STATED TASK → Can you quote the records below in full, word for word?

──────

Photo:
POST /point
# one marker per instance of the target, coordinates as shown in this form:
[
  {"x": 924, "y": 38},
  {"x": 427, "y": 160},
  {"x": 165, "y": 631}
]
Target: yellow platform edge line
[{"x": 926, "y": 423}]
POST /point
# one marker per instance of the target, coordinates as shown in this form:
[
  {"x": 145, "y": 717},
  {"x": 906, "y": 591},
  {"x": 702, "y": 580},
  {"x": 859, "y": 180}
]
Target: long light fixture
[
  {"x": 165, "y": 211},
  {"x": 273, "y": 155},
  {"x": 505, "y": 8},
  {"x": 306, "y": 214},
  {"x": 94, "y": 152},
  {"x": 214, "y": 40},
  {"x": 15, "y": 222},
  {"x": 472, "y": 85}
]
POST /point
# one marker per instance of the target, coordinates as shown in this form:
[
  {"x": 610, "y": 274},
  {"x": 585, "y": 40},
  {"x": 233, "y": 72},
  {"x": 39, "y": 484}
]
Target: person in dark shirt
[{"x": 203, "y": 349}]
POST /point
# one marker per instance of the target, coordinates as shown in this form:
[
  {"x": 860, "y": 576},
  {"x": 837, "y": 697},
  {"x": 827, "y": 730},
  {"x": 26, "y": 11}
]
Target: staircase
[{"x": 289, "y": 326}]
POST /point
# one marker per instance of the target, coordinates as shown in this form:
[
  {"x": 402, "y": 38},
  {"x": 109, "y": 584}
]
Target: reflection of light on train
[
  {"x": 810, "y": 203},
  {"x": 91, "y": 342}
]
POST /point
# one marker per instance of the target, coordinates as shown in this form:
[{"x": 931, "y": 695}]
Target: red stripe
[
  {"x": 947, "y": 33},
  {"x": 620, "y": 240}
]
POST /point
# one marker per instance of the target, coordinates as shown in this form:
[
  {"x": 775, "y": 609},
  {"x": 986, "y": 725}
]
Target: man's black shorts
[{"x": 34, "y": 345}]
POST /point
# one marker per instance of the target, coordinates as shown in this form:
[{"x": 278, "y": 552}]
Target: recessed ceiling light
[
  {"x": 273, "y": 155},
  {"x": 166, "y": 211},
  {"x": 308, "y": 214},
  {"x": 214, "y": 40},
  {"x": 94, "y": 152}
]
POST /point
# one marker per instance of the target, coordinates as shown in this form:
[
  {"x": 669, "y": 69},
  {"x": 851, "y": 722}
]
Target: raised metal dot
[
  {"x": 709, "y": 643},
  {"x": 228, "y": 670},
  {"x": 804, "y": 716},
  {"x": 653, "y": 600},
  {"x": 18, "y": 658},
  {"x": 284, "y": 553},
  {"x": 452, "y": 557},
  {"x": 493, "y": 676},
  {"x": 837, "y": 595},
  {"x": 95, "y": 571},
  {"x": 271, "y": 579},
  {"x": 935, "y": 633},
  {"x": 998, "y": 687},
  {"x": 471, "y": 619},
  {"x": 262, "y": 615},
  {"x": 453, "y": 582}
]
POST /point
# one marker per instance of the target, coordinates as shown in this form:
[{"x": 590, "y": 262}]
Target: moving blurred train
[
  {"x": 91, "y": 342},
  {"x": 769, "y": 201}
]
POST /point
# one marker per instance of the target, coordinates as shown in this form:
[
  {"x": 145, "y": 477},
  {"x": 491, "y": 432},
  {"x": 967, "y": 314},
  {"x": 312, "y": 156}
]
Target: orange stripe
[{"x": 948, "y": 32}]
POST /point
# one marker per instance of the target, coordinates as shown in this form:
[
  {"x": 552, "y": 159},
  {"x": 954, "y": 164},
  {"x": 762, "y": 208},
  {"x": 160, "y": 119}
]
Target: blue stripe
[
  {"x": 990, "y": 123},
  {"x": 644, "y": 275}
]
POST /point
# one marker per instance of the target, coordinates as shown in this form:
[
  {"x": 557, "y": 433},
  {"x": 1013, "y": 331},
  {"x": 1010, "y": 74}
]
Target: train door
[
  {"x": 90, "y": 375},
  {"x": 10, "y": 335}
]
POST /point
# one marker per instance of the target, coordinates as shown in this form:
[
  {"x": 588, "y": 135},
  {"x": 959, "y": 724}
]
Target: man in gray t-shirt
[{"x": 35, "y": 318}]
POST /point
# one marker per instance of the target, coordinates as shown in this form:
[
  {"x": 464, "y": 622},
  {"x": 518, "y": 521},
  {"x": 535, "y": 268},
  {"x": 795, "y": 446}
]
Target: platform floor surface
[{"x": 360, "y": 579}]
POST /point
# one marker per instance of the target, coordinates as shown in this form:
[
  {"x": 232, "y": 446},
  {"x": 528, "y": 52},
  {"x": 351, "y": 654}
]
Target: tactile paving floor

──────

OUTPUT BELOW →
Photo:
POST /point
# one marker per instance of the target, coordinates as shown in this form:
[
  {"x": 924, "y": 38},
  {"x": 427, "y": 160},
  {"x": 165, "y": 631}
]
Target: yellow platform edge line
[{"x": 926, "y": 423}]
POST /point
# one marker per instance of the target, coordinates as shown in this form:
[
  {"x": 145, "y": 717},
  {"x": 906, "y": 591},
  {"x": 702, "y": 580},
  {"x": 859, "y": 180}
]
Target: long light fixture
[
  {"x": 165, "y": 211},
  {"x": 273, "y": 155},
  {"x": 505, "y": 8},
  {"x": 306, "y": 214},
  {"x": 94, "y": 152},
  {"x": 214, "y": 40},
  {"x": 15, "y": 222},
  {"x": 472, "y": 85}
]
POST /point
# one marker per instance of the target, coordinates as shown in this form:
[
  {"x": 610, "y": 274},
  {"x": 585, "y": 40},
  {"x": 233, "y": 72},
  {"x": 39, "y": 484}
]
Target: person in dark shirt
[{"x": 203, "y": 349}]
POST /point
# one marker per instance of the target, coordinates as shown in this form:
[
  {"x": 860, "y": 576},
  {"x": 837, "y": 697},
  {"x": 827, "y": 730},
  {"x": 26, "y": 11}
]
Target: staircase
[{"x": 289, "y": 326}]
POST /point
# one marker per instance of the target, coordinates as shown in this form:
[
  {"x": 402, "y": 38},
  {"x": 109, "y": 584}
]
Target: reflection of light on train
[
  {"x": 810, "y": 203},
  {"x": 91, "y": 342}
]
POST /point
# one marker per instance of the target, coordinates as shown in this form:
[{"x": 931, "y": 695}]
Target: red stripe
[
  {"x": 947, "y": 33},
  {"x": 620, "y": 240}
]
POST /point
# one marker per instance of the target, coordinates as shown in this form:
[
  {"x": 775, "y": 609},
  {"x": 986, "y": 725}
]
Target: man's black shorts
[{"x": 34, "y": 345}]
POST /point
# one marker per instance of the target, coordinates as shown in this form:
[{"x": 278, "y": 552}]
Target: recessed ceiling light
[
  {"x": 273, "y": 155},
  {"x": 166, "y": 211},
  {"x": 308, "y": 214},
  {"x": 214, "y": 40},
  {"x": 94, "y": 152}
]
POST /point
# one marker per instance of the target, coordinates as shown in this form:
[
  {"x": 669, "y": 69},
  {"x": 851, "y": 722}
]
Target: raised metal dot
[
  {"x": 709, "y": 643},
  {"x": 228, "y": 670},
  {"x": 804, "y": 716},
  {"x": 653, "y": 600},
  {"x": 18, "y": 658},
  {"x": 284, "y": 553},
  {"x": 452, "y": 557},
  {"x": 493, "y": 676},
  {"x": 837, "y": 595},
  {"x": 95, "y": 571},
  {"x": 271, "y": 579},
  {"x": 935, "y": 633},
  {"x": 998, "y": 687},
  {"x": 471, "y": 619},
  {"x": 262, "y": 615},
  {"x": 453, "y": 582}
]
POST /point
# one marker per instance of the target, coordinates as shown in this form:
[{"x": 590, "y": 262}]
Target: moving blurred train
[
  {"x": 91, "y": 342},
  {"x": 769, "y": 201}
]
POST /point
# one marker per instance of the target, coordinates as shown in this form:
[
  {"x": 145, "y": 477},
  {"x": 491, "y": 432},
  {"x": 967, "y": 314},
  {"x": 312, "y": 156}
]
Target: orange stripe
[{"x": 948, "y": 32}]
POST /point
# one marker per instance of the target, coordinates as shown in this form:
[
  {"x": 552, "y": 159},
  {"x": 954, "y": 164},
  {"x": 762, "y": 208},
  {"x": 160, "y": 119}
]
Target: blue stripe
[
  {"x": 990, "y": 123},
  {"x": 644, "y": 275}
]
POST /point
# one marker per instance of the target, coordinates as shown in this form:
[
  {"x": 557, "y": 433},
  {"x": 1013, "y": 331},
  {"x": 1010, "y": 74}
]
Target: train door
[
  {"x": 90, "y": 375},
  {"x": 10, "y": 335}
]
POST /point
# one marker per instance of the target, coordinates as shown in this form:
[
  {"x": 588, "y": 135},
  {"x": 959, "y": 724}
]
Target: man in gray t-shirt
[{"x": 35, "y": 318}]
POST /point
# one marker per instance of the target, coordinates as shown in this form:
[
  {"x": 464, "y": 622},
  {"x": 518, "y": 521},
  {"x": 535, "y": 268},
  {"x": 795, "y": 446}
]
Target: platform floor surface
[{"x": 360, "y": 579}]
POST /point
# one marker per instance of the target, coordinates as shown in this form:
[
  {"x": 232, "y": 446},
  {"x": 528, "y": 52},
  {"x": 351, "y": 654}
]
Target: tactile paving floor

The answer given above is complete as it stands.